DIRECTIONS FOR THIS TASK. Continue the article on the importance of drinking water, picking up after its final sentence.

EXERCISE PASSAGE.
The importance of drinking water

The importance of drinking water

Drink 8 cups of water a day and see your energy and wellness improve! Today makes the start of World Water Week, and it’s not just about conservation. Water is life, and this week is about remembering that fact.

How will drinking a bit more water every day help you?

Mild dehydration increases the risk of fatigue, headaches, constipation and possibly urinary tract infections. It has also been shown to reduce mental ability, reaction times, and physical performance, by as much as 25%.

The average person needs to drink at least 6- 8 cups of fluid every day – and water is the most accessible and best fluid for your child to keep performing at their physical and mental peak.

Children are at greater risk of dehydration than adults, and research suggests that many children may be suffering from mild dehydration.

Water is the best fluid for your child to drink as it enters the bloodstream and tissues rapidly. It also comes free of sugar and harmful additives, unlike cordials and fizzy drinks, and is readily available. Flavoured drinks are not always that thirst quenching, and drunk as a substitute for water can be a significant contributor to childhood obesity.

Water and sport:

During exercise people should drink additional water to guard against dehydration. For exercise lasting longer than 60 minutes diluted fruit juice (1:1) is recommended to supply extra energy.

Full strength fruit juices and other concentrated drinks should be avoided as they create feelings of fullness and can cause cramping.

DATA SUPPLIED.

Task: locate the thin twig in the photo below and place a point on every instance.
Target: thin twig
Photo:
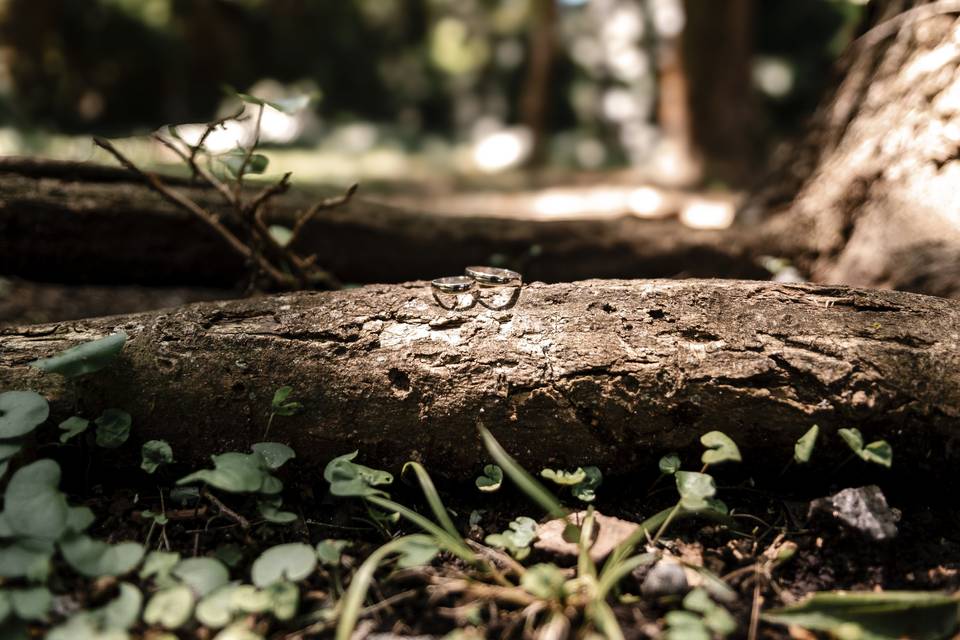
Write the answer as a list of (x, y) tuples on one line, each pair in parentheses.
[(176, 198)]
* * *
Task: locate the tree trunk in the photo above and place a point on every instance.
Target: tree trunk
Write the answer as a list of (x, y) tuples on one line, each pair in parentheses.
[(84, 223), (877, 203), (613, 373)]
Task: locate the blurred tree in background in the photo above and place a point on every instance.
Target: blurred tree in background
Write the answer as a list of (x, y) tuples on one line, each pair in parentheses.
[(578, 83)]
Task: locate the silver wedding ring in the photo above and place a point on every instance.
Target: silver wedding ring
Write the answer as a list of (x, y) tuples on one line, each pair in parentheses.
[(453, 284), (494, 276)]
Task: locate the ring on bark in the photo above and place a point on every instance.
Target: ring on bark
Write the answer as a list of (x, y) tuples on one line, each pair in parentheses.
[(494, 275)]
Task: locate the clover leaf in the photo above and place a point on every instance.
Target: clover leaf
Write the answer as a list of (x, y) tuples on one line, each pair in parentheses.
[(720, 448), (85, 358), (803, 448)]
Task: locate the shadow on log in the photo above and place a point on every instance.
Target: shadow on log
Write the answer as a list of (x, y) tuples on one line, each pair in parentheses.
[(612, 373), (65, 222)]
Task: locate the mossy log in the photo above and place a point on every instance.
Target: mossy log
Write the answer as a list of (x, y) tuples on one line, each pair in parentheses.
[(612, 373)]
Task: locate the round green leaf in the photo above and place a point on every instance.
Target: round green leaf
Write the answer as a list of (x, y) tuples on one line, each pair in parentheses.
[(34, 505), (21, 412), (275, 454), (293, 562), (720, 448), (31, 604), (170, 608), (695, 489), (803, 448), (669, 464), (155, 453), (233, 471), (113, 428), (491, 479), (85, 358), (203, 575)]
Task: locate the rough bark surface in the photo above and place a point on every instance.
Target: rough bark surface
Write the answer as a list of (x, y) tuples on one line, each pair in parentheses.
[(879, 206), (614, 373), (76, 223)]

EXERCISE OUTPUT.
Drinks containing caffeine should also be avoided as they have a diuretic effect, which increases overall fluid loss.

Am I dehydrated?

Surprisingly, fatigue not thirst is usually the first sign that the body needs water. By the time people feel thirsty, sometimes confusingly experienced as hunger, they will already be mildly dehydrated and this will be negatively affecting their physical and mental performance. Other warning symptoms of mild dehydration can include:

  • Headaches
  • Dry mouth
  • Dizziness
  • Weakness
  • Rapid heartbeat
  • Dry, flushed skin
  • Muscle cramps
  • Constipation

This is why it is so important to keep drinking water regularly throughout the day.

What you can do:

Tell your yourself how important water is to their health, how much they should drink and how to keep an eye on their hydration status.

  • Make water more appealing. Have large jugs of water with added ice, lemon and fresh mint available at every mealtime and in the fridge.
  • Filter the tap water you drink to enhance the taste.
  • Don’t have fizzy drinks and cordials available as an option in your home.
  • Mix sparkling water with pure fruit juice for a treat.
  • Provide your child with a water canteen for school. Stainless steel and PET plastic don’t affect the taste of the water. Freeze the night before during hot weather so that the water will stay chilled for most of the following day.
  • Check that children are given opportunity and encouragement to drink

Water is nature’s energy enhancer, a glass of water when you wake up will give you that boost you need when you are most dehydrated.